作業内容 ->
1: 歯のかみ合わせに関する本文のうち、「2−そのかみ合わせが、長期的に健康的な状態を維持できること」から「じたりするといわれています。」までを、両端を含めてそのまま繰り返し記してください。
2: 歯のかみ合わせに関する本文を、その最後の文の後から引き継ぎ、続きを書いてください。

演習用本文 ->
2−そのかみ合わせが、長期的に健康的な状態を維持できること
歯は骨に支えられて、咬む力を発揮します。咬む力を受け止め、健康な状態を長く維持するためには、歯は骨の中央で支えられ、その向きは咬む力の方向であることが重要であると考えています。歯を抜かないために、拡大され歯列では、歯が骨の中央から外れていたり、外側に傾いてることが多々見られます。
歯はその根(歯根といいます)を顎の骨の中で支えられ、咬み合う力を発揮します。人は1日に数千回も口を開けたり閉じたりするといわれています。
また、堅い食物をかみ砕く際には奥歯には平方センチあたり数十キロの力がかかるといわれています。歯科矯正治療によって出来上がったかみ合わせが、この様な負担の繰り返しに対して、長期的に健康的な状態を維持するにはまず、排列された歯がその位置で長期的に健康的な状態を維持出来なければなりません。

記録一覧 ->
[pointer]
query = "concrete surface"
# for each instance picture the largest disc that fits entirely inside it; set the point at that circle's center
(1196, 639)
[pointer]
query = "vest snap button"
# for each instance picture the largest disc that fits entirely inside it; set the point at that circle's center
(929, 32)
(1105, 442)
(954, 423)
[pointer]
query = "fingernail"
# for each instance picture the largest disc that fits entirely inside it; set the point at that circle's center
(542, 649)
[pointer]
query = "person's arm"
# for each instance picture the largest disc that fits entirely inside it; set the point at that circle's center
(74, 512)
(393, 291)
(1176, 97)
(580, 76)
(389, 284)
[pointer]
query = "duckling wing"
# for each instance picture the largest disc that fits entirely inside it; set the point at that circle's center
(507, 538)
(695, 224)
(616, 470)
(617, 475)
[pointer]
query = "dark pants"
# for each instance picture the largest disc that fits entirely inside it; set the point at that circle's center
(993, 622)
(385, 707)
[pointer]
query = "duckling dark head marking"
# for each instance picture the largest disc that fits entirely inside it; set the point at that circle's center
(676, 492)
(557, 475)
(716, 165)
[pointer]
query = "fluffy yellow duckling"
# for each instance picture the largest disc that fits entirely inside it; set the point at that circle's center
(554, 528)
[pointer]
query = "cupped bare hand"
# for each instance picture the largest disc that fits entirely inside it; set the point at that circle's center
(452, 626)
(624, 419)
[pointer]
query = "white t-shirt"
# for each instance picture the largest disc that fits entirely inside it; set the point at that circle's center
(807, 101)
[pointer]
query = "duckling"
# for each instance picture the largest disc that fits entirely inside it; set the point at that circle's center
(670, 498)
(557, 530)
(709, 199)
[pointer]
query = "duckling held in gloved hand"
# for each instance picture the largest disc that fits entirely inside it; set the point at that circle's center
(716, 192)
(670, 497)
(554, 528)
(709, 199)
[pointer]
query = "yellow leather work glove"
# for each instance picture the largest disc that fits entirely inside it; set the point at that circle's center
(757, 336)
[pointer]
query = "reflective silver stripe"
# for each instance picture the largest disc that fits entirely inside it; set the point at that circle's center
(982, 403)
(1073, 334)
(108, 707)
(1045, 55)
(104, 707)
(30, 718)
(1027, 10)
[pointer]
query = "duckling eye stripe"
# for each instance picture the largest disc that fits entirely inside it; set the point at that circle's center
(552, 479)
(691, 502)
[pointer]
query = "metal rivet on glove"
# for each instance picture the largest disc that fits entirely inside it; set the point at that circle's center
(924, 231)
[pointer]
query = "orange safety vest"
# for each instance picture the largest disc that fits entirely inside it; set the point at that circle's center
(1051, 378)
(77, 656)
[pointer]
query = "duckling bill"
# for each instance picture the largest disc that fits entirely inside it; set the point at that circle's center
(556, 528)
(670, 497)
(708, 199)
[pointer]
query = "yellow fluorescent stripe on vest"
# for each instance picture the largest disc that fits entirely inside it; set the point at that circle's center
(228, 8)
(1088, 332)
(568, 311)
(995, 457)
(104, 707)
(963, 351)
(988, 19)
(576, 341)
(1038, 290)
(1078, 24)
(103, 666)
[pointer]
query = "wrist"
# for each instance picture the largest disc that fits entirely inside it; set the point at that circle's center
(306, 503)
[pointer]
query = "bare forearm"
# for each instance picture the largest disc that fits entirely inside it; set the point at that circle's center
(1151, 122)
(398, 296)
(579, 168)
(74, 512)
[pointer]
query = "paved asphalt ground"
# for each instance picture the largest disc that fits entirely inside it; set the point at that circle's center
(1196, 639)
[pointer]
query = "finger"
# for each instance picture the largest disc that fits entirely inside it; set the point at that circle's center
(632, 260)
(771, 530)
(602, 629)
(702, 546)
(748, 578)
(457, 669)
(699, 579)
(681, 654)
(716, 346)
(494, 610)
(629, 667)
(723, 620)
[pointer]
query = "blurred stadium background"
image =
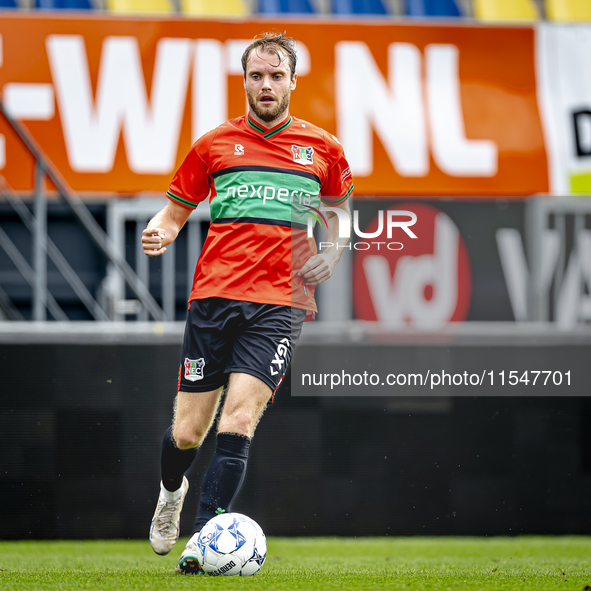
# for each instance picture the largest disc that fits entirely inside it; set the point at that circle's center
(475, 115)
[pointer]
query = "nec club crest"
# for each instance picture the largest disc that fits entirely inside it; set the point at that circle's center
(302, 155)
(194, 369)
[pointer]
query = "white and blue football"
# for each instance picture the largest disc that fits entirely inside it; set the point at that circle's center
(231, 544)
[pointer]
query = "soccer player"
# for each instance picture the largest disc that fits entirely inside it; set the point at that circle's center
(264, 174)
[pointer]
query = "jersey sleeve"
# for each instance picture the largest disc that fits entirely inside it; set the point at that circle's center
(190, 184)
(338, 184)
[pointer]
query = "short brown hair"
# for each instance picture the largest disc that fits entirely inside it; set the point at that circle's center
(273, 42)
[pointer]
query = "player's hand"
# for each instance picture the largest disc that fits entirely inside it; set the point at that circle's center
(152, 239)
(316, 270)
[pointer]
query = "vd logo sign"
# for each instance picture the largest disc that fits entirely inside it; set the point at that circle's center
(426, 284)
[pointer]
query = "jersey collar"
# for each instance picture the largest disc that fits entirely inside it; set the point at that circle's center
(268, 133)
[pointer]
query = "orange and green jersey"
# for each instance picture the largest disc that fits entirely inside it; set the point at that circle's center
(262, 184)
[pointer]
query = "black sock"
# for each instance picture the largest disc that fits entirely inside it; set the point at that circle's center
(224, 477)
(174, 462)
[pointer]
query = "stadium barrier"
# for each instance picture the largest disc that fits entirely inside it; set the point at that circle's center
(83, 409)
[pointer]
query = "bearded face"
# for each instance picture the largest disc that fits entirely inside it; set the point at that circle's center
(268, 86)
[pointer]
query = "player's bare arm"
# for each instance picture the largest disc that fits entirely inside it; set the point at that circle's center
(319, 267)
(163, 228)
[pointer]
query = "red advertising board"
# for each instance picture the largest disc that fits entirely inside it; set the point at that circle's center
(421, 109)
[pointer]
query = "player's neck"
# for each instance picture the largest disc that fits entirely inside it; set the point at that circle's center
(269, 124)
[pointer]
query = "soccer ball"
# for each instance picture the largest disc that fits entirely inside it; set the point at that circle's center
(231, 544)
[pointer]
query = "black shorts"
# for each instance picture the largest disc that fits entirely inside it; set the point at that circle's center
(224, 336)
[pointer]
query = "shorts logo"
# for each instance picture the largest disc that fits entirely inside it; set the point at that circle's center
(194, 369)
(279, 359)
(302, 155)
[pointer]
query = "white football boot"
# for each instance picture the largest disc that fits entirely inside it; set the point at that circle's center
(188, 562)
(164, 531)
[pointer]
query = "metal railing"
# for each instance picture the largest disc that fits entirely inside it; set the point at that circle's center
(43, 246)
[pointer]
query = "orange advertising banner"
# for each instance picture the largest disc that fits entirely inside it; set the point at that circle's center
(420, 109)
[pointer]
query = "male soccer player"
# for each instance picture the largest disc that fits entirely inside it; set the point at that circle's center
(254, 282)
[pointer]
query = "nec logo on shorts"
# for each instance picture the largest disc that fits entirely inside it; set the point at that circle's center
(279, 359)
(194, 369)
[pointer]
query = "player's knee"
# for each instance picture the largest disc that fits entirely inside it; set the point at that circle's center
(187, 438)
(237, 422)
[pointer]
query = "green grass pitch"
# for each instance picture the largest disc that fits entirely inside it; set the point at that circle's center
(311, 563)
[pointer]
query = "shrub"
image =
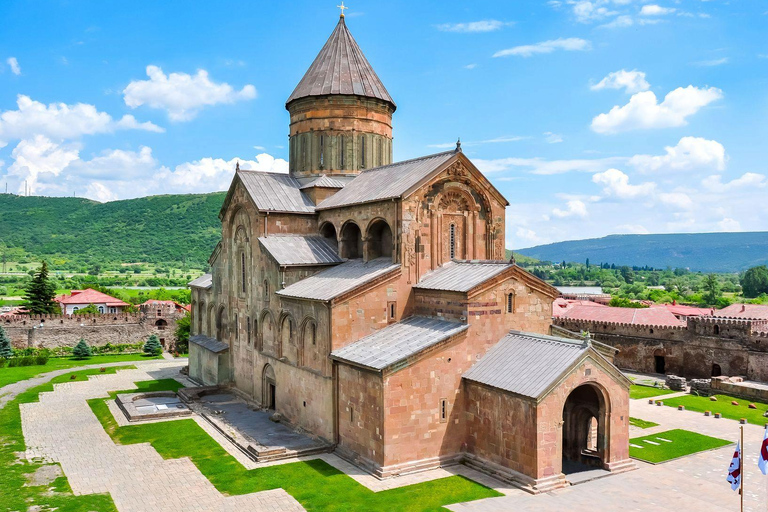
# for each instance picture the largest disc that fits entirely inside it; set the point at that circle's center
(152, 347)
(81, 350)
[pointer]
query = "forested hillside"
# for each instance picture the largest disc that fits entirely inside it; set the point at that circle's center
(706, 252)
(156, 229)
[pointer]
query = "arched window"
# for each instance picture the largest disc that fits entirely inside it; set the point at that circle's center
(510, 303)
(453, 240)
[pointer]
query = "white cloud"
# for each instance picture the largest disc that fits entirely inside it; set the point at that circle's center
(473, 26)
(616, 184)
(752, 180)
(689, 153)
(552, 138)
(570, 44)
(61, 121)
(631, 81)
(14, 64)
(644, 111)
(575, 208)
(180, 94)
(655, 10)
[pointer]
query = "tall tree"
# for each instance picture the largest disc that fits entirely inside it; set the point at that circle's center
(39, 294)
(755, 281)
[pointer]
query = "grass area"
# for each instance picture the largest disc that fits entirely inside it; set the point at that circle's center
(637, 391)
(671, 445)
(637, 422)
(723, 406)
(19, 373)
(315, 484)
(15, 491)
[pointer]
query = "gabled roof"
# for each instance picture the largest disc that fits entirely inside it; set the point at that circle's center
(633, 316)
(336, 281)
(530, 364)
(323, 182)
(387, 182)
(341, 68)
(273, 192)
(208, 343)
(293, 250)
(462, 276)
(398, 342)
(204, 281)
(90, 296)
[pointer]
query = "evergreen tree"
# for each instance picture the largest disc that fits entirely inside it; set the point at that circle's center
(38, 297)
(152, 347)
(5, 345)
(81, 350)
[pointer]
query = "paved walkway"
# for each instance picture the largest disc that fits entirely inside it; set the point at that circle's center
(61, 428)
(690, 484)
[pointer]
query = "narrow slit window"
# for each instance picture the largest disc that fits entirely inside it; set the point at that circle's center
(453, 241)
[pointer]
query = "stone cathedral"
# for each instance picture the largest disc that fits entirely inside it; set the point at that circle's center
(369, 304)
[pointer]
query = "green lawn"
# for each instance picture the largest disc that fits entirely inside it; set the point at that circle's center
(723, 406)
(315, 484)
(19, 373)
(671, 445)
(15, 494)
(637, 391)
(637, 422)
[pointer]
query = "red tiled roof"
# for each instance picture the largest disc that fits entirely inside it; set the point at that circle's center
(758, 311)
(634, 316)
(90, 296)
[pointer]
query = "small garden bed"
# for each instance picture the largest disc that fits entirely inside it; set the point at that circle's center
(671, 444)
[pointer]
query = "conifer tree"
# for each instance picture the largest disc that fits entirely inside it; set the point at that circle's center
(39, 294)
(5, 345)
(152, 347)
(81, 350)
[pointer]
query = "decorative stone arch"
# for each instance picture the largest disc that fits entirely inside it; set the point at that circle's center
(221, 324)
(308, 341)
(269, 387)
(351, 241)
(287, 342)
(379, 240)
(328, 231)
(586, 424)
(267, 333)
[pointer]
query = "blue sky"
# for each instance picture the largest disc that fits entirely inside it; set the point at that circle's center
(592, 117)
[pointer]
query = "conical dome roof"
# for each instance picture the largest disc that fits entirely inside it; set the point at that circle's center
(341, 68)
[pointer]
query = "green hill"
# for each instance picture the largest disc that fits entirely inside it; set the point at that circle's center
(706, 252)
(156, 229)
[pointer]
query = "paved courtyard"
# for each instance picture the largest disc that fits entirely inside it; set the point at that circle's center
(61, 428)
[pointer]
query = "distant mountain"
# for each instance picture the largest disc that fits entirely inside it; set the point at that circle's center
(158, 229)
(706, 252)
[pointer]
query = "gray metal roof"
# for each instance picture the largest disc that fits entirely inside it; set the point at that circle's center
(341, 68)
(386, 182)
(462, 276)
(324, 182)
(331, 283)
(526, 364)
(209, 343)
(300, 250)
(398, 342)
(275, 192)
(204, 281)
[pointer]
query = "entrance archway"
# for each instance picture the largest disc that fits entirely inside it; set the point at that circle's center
(585, 418)
(269, 388)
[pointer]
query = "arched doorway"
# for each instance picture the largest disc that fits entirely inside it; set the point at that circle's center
(351, 241)
(379, 240)
(585, 419)
(269, 387)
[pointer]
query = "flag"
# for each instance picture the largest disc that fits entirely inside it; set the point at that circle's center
(762, 460)
(734, 470)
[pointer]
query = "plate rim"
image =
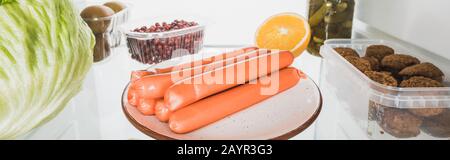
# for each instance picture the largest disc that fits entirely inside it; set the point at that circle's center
(285, 136)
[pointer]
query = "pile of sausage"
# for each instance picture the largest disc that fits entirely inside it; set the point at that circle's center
(190, 96)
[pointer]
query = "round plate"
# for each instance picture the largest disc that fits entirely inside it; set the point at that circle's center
(280, 117)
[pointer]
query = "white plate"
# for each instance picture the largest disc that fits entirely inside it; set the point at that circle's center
(279, 117)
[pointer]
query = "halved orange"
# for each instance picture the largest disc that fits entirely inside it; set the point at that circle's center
(284, 31)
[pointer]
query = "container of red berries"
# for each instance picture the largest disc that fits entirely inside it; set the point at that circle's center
(153, 42)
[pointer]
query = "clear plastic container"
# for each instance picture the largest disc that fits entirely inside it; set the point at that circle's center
(151, 48)
(107, 32)
(381, 111)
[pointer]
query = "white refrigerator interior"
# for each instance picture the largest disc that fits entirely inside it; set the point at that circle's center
(96, 113)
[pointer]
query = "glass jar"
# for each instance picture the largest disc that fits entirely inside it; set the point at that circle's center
(329, 19)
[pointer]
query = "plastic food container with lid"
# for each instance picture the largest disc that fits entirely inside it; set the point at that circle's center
(379, 111)
(155, 47)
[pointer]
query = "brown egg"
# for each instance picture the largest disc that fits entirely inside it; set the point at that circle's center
(99, 25)
(116, 6)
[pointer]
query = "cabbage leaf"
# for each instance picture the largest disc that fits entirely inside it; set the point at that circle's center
(45, 53)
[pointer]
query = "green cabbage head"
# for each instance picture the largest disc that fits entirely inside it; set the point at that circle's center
(45, 53)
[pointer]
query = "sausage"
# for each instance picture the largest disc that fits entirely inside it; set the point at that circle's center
(161, 111)
(146, 107)
(155, 86)
(206, 60)
(219, 106)
(133, 98)
(135, 75)
(188, 91)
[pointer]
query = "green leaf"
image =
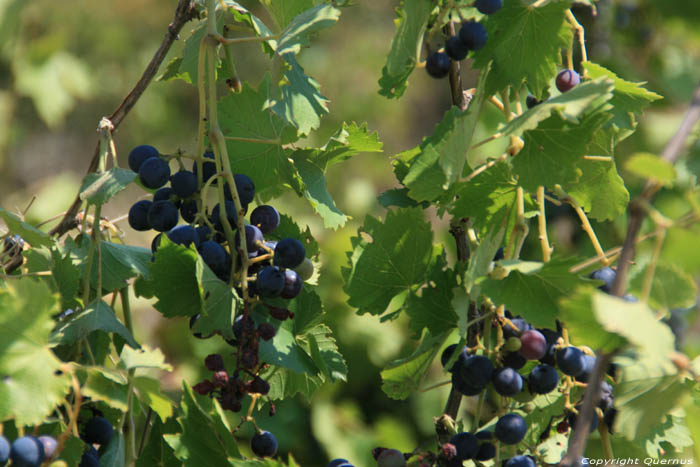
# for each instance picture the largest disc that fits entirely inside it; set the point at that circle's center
(403, 377)
(283, 11)
(600, 190)
(29, 233)
(149, 392)
(301, 103)
(412, 19)
(206, 437)
(647, 165)
(247, 115)
(606, 322)
(570, 105)
(296, 34)
(30, 389)
(513, 31)
(97, 316)
(554, 150)
(487, 199)
(650, 388)
(628, 98)
(316, 192)
(174, 280)
(144, 357)
(432, 309)
(112, 455)
(100, 188)
(533, 289)
(107, 386)
(284, 351)
(671, 287)
(350, 139)
(393, 261)
(67, 277)
(220, 304)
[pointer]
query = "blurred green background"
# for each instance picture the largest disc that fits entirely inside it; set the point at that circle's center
(64, 65)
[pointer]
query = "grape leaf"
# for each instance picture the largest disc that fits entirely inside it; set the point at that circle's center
(144, 357)
(412, 19)
(647, 165)
(487, 199)
(349, 140)
(100, 188)
(533, 289)
(402, 377)
(671, 287)
(97, 316)
(301, 103)
(107, 386)
(113, 454)
(30, 389)
(395, 260)
(553, 151)
(247, 115)
(514, 30)
(29, 233)
(174, 280)
(206, 437)
(149, 392)
(628, 98)
(569, 105)
(296, 34)
(284, 11)
(220, 303)
(600, 190)
(431, 307)
(649, 389)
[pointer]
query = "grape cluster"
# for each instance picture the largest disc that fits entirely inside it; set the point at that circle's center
(471, 374)
(27, 451)
(276, 268)
(472, 36)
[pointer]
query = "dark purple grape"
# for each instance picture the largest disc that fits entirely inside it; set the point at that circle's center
(139, 154)
(163, 216)
(264, 444)
(510, 429)
(466, 444)
(473, 35)
(534, 345)
(567, 80)
(607, 275)
(184, 235)
(270, 281)
(292, 284)
(507, 382)
(543, 379)
(184, 183)
(154, 172)
(438, 64)
(188, 210)
(138, 215)
(266, 217)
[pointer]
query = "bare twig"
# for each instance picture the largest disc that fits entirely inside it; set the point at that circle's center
(636, 208)
(183, 13)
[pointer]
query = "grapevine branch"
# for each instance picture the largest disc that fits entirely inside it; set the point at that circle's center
(184, 12)
(637, 211)
(636, 217)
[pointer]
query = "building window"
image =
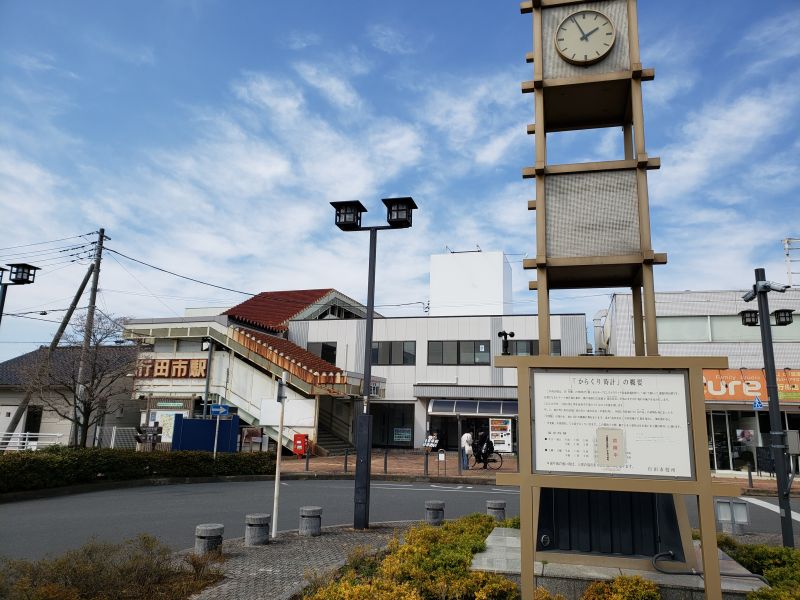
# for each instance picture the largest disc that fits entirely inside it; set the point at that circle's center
(464, 352)
(394, 353)
(325, 350)
(531, 347)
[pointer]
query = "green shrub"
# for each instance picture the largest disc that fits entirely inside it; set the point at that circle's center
(780, 566)
(59, 466)
(431, 564)
(138, 568)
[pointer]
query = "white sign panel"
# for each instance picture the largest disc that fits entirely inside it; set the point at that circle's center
(500, 434)
(610, 422)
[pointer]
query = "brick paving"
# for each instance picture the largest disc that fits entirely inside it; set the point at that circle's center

解答結果 ->
1:
2−そのかみ合わせが、長期的に健康的な状態を維持できること
歯は骨に支えられて、咬む力を発揮します。咬む力を受け止め、健康な状態を長く維持するためには、歯は骨の中央で支えられ、その向きは咬む力の方向であることが重要であると考えています。歯を抜かないために、拡大され歯列では、歯が骨の中央から外れていたり、外側に傾いてることが多々見られます。
歯はその根(歯根といいます)を顎の骨の中で支えられ、咬み合う力を発揮します。人は1日に数千回も口を開けたり閉じたりするといわれています。

2:
そのためには、咀嚼するたびに大きな力を受けても安定が維持される位置、つまり歯根が骨の中央に排列され骨にしっかり支えられ、咬む力の方向に沿った位置づけがされている必要があると考えています。
例えば、でこぼこをきれいにするために拡大という方法が良くとられます。とても有効な方法ですが、過度な拡大がなされると(矯正装置により、とても安定を得るには無理な位置にでも、歯を一旦は動きます)、歯は顎骨の外側に排列されます。
あるいは、歯が外側に傾きます。この様な状態で長く咀嚼運動を続けると、歯ぐきが下がるなどの歯周組織に問題が生じることがあります。また、外側に押し出された歯は内側に、傾いた歯はまっすぐにその位置を変えようとし、もとの状態に戻ってしまう事も多いのです。